§ **TASK DETAILS**:
Answer these questions using the essay on voice AI politeness below.
1. Which essay does this one continue from?
2. What are the two core questions the essay returns to?
3. According to the essay, what should a voicebot do if a human leaves out politeness markers?

§ **PAGE**:
On Voice AI Politeness Part II
This essay continues from On Voice AI Politeness Part I
So, let us get back to our main two core questions: How polite should a human being be with a voicebot, and how polite should a voicebot be with a human being?
In my opinion, the answer to the first question is straightforward. The human being should be able to behave in any way that they wish to behave, with their only concern being to have the voicebot do what they want it to do and do it as quickly or as slowly as they want it to do it. If the human wishes to use “Please” and “Thank you” and other politeness markers, then the voicebot should accommodate such markers. If not, then the voicebot should accommodate their absence. If the human wants to bark orders, they should be able to bark orders. If they are less pressed for time or are in the mood to be cordial, or they want to exercise their manners or their vocal cords, then they should be able to do that too.

§ **INFORMATION SHOWN**:
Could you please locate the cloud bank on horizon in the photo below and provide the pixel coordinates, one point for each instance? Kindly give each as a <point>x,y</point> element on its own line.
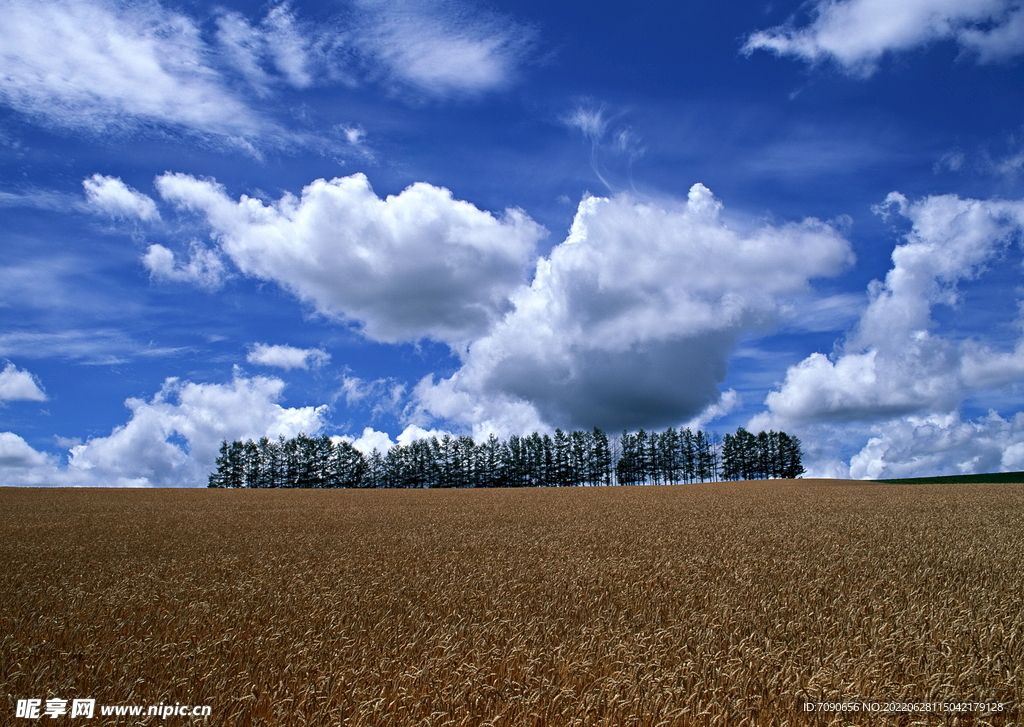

§ **THE REPLY**:
1. On Voice AI Politeness Part I.
2. How polite should a human being be with a voicebot, and how polite should a voicebot be with a human being?
3. It should accommodate their absence.